-- BEGIN --
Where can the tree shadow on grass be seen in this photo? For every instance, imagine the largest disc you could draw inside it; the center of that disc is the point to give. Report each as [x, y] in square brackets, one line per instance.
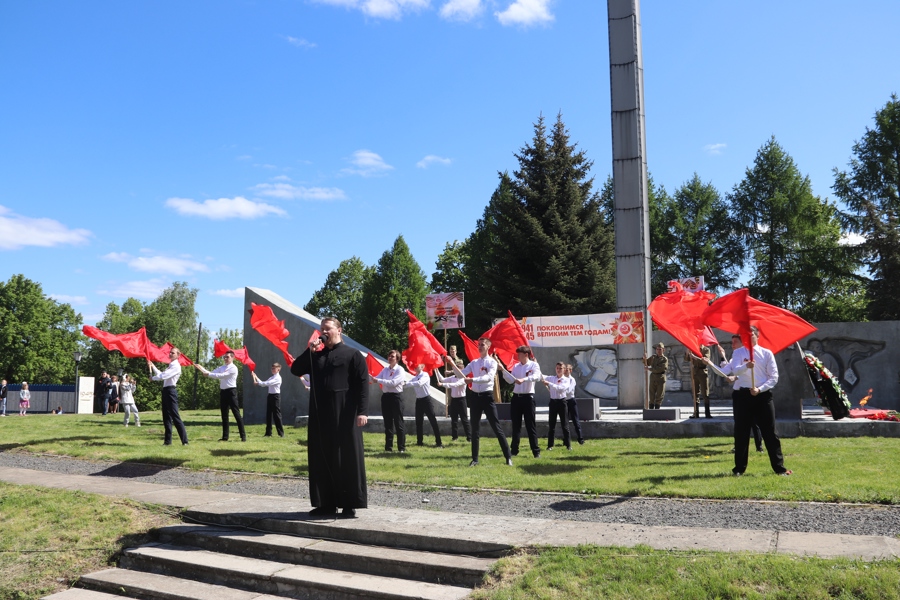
[224, 452]
[551, 469]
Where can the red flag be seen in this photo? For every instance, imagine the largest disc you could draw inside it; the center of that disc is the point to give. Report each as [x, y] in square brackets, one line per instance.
[131, 345]
[373, 365]
[263, 320]
[220, 348]
[424, 349]
[679, 314]
[470, 347]
[735, 312]
[506, 336]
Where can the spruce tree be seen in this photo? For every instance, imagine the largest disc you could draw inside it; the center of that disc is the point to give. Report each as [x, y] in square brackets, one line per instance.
[397, 284]
[542, 246]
-- END --
- REQUIRED TASK:
Without the pictures, print the records in full, exactly as they appear.

- WORKED ANSWER:
Where can the tree shadow on grass be seen in this photo? For every instance, imagine the largest disc you could draw inside it; the center of that disc is the point to give. Report each as [x, y] in square brackets, one line per instance.
[224, 452]
[551, 469]
Where can the red flag be seen in this photo? For every instance, imagine the largest disc you could draw inside it; the center of that disc is the point to give. Report each as [x, y] in square brackets, one line per instance.
[131, 345]
[373, 365]
[263, 320]
[220, 348]
[424, 349]
[679, 314]
[470, 347]
[735, 312]
[506, 336]
Where can the spruce tree be seen in this photo? For every instance, imagine the largest disc you could draw inside it; the center of that disc is the point to give. Report each as [x, y] in square brackets, one line per instance.
[397, 284]
[542, 246]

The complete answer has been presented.